--- Aangeleverde tekst ---
»»
De Nederlandse rechter komt rechtsmacht toe met betrekking tot het verzoek tot echtscheiding, aangezien ten tijde van de indiening van het verzoek partijen hun gewone verblijfplaats hadden in Nederland. Op grond van artikel 10:56 BW is Nederlands recht van toepassing op het verzoek tot echtscheiding.
Hoofdverblijf
Rechtsmacht en toepasselijk recht
4.4.
De Nederlandse rechter komt rechtsmacht toe met betrekking tot het verzoek omtrent het hoofdverblijf op grond van artikel 7 Brussel II-ter, nu de minderjarige zijn gewone verblijfplaats in Nederland heeft. Op grond van artikel 15 Haags Kinderbeschermingsverdrag 1996 is Nederlands recht van toepassing op het verzoek omtrent het hoofdverblijf.
««
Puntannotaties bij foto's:
»»
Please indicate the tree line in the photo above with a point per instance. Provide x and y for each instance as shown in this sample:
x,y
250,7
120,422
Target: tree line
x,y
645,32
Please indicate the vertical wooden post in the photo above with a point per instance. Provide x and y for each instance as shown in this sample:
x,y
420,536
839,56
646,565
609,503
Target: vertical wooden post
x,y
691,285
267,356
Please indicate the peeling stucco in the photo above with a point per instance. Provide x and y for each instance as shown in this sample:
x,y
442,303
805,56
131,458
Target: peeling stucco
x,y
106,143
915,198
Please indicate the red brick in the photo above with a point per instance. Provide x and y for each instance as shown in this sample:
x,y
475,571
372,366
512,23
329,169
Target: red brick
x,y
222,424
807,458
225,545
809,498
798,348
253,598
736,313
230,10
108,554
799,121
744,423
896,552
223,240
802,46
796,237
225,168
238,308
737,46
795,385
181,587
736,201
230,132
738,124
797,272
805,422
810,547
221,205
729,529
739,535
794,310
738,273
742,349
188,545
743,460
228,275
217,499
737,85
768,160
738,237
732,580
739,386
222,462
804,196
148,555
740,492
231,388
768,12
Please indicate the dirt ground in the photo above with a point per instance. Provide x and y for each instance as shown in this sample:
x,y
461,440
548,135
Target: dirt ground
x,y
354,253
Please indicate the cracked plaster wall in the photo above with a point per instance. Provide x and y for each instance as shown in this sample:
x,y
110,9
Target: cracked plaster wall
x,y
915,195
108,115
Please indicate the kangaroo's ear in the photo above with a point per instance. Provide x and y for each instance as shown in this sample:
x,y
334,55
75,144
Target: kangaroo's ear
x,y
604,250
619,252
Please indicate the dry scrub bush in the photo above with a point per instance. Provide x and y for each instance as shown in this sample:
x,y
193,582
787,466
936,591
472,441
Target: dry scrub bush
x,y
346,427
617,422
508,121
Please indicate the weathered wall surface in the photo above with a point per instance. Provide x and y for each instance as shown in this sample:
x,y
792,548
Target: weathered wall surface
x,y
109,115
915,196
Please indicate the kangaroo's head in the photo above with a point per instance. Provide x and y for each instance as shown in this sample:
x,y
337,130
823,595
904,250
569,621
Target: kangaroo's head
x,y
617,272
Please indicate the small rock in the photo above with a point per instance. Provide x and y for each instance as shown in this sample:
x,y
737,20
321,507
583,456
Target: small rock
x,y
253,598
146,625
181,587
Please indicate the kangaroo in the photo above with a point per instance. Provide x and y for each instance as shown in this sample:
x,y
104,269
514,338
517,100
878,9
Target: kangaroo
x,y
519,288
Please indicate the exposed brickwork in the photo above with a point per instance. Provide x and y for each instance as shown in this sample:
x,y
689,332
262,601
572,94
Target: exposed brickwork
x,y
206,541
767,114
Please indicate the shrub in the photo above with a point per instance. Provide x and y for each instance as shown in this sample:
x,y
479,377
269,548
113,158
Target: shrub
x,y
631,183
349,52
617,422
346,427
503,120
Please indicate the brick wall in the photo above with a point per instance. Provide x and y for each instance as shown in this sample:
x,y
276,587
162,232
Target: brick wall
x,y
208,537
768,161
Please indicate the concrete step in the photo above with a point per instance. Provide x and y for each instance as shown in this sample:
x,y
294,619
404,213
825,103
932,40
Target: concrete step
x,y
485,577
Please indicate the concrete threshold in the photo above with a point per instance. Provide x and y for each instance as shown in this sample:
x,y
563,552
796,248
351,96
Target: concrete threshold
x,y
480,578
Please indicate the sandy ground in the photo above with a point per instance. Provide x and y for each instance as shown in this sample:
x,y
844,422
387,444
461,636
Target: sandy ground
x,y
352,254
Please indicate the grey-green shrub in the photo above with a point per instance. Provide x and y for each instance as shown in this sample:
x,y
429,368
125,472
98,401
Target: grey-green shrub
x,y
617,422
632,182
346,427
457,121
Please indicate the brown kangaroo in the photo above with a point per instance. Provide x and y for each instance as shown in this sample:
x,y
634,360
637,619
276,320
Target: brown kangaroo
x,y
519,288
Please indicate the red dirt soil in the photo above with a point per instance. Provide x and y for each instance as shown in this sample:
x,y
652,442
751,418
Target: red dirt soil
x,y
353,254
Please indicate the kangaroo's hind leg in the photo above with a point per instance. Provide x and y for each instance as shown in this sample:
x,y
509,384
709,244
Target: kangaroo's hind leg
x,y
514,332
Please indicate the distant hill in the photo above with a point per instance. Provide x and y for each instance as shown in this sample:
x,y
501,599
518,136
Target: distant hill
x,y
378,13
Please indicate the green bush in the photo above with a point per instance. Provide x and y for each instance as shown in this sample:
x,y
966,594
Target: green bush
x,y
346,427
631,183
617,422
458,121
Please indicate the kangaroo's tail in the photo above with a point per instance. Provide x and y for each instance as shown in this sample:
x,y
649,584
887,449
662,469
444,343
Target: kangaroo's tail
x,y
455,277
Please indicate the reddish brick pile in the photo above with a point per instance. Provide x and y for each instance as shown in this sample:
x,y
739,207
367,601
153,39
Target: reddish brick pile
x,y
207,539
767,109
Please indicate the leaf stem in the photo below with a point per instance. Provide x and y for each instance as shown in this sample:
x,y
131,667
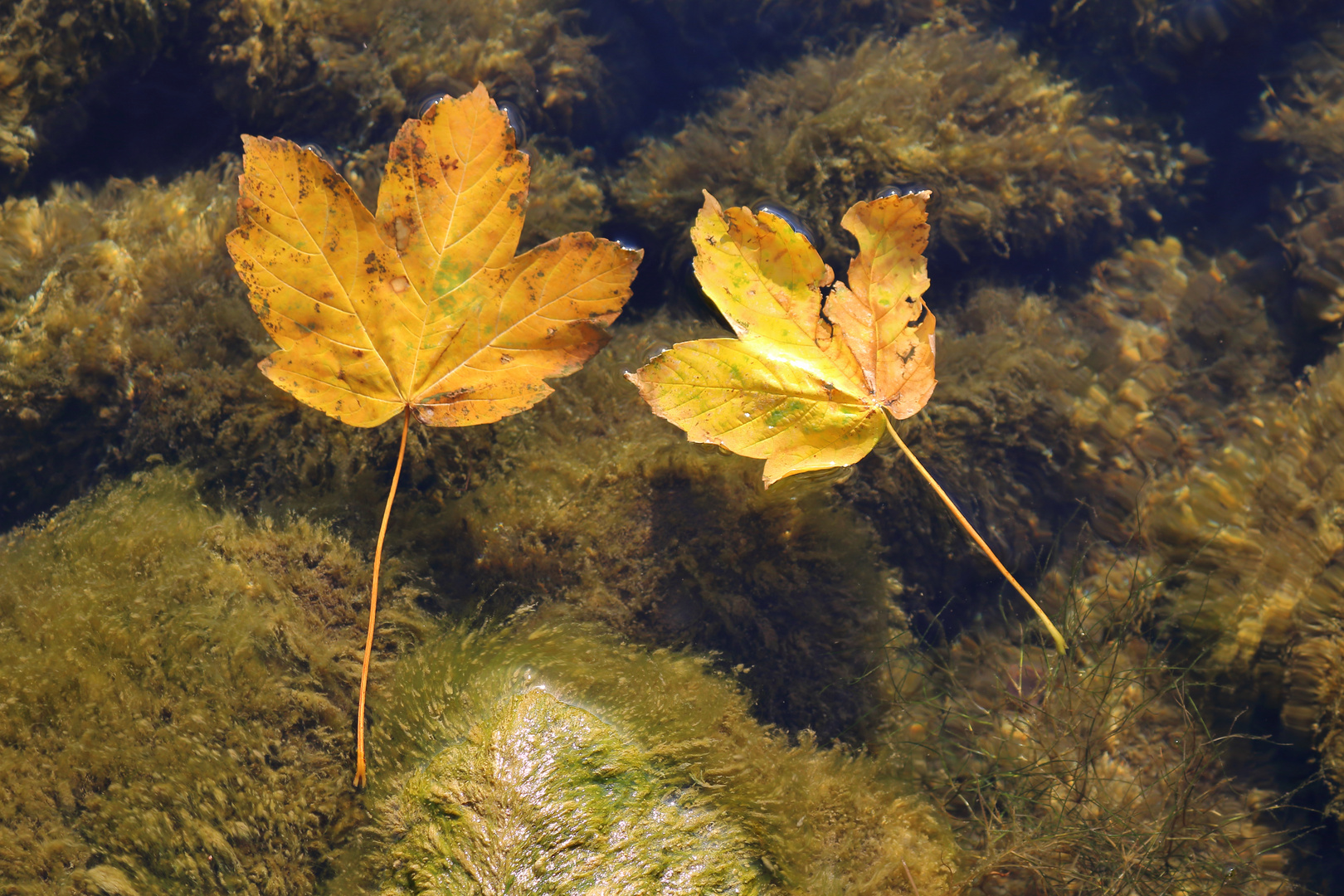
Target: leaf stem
x,y
373,603
975,536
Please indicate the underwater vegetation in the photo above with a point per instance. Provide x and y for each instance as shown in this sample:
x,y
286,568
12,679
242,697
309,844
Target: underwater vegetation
x,y
124,334
183,696
600,505
346,69
550,755
1252,533
1127,43
1305,113
1079,774
816,688
1014,156
338,71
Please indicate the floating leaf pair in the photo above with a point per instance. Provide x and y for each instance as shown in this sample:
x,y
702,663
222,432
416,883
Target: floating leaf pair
x,y
802,390
422,309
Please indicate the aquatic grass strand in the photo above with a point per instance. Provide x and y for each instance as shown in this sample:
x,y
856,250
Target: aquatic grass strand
x,y
373,602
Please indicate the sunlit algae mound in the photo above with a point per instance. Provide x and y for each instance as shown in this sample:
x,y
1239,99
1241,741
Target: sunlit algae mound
x,y
550,758
1012,153
1253,533
606,508
182,691
125,334
1057,410
1308,114
1069,776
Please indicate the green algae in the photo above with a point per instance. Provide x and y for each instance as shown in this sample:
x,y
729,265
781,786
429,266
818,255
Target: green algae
x,y
548,731
601,505
1015,156
182,698
548,798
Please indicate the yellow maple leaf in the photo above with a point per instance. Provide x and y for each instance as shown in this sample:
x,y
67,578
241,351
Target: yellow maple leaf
x,y
421,309
806,387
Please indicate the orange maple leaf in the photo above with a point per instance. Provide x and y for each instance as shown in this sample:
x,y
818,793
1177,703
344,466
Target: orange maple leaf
x,y
808,387
422,309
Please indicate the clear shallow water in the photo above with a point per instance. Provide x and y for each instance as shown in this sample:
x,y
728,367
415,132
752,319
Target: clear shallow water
x,y
1132,262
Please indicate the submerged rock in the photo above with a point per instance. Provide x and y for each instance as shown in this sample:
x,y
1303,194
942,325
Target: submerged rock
x,y
182,696
552,757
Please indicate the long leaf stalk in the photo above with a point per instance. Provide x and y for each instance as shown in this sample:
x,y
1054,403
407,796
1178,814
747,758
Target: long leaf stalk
x,y
373,603
975,536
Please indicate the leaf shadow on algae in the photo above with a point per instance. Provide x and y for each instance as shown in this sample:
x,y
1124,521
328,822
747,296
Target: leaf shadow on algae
x,y
182,722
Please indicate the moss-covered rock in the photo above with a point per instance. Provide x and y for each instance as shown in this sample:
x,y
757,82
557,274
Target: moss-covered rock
x,y
1014,155
182,694
544,754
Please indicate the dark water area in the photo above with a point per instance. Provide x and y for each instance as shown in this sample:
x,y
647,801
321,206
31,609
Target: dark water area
x,y
609,657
««
--- Uit te voeren opdrachten ---
(1) Welke bepaling is volgens de tekst over rechtsmacht de grondslag voor de toepasselijkheid van Nederlands recht op het verzoek omtrent het hoofdverblijf?
(2) Schrijf de tekst over rechtsmacht verder, aansluitend op de laatste zin.
De vermeldingen zijn afkomstig uit een andere bron.

--- Antwoorden ---
(1) Artikel 15 Haags Kinderbeschermingsverdrag 1996.

(2)
Huurrecht
4.5.
De Nederlandse rechter komt rechtsmacht toe met betrekking tot het verzoek omtrent het huurrecht op grond van artikel 4 lid 3 sub a juncto artikel 827 lid 1 sub f Rv. De rechtbank zal op dit verzoek Nederlands recht als haar interne recht toepassen.
Kinderalimentatie
4.6.
De Nederlandse rechter komt rechtsmacht toe met betrekking tot het verzoek omtrent de kinderalimentatie op grond van artikel 3 Alimentatieverordening, nu de minderjarige als alimentatiegerechtigde zijn gewone verblijfplaats in Nederland heeft. Op grond van artikel 3 lid 1 van het Haags Alimentatie Protocol is Nederlands recht van toepassing op het verzoek.
Verstek
4.7.
De verzoeken zijn op wettelijk voorgeschreven wijze aan de man betekend. Binnen de daartoe gestelde termijn is geen verweerschrift ontvangen.
4.8.
De rechtbank zal de verzoeken van de vrouw omtrent de echtscheiding en het huurrecht als niet weersproken en op de wet gegrond toewijzen.
4.9.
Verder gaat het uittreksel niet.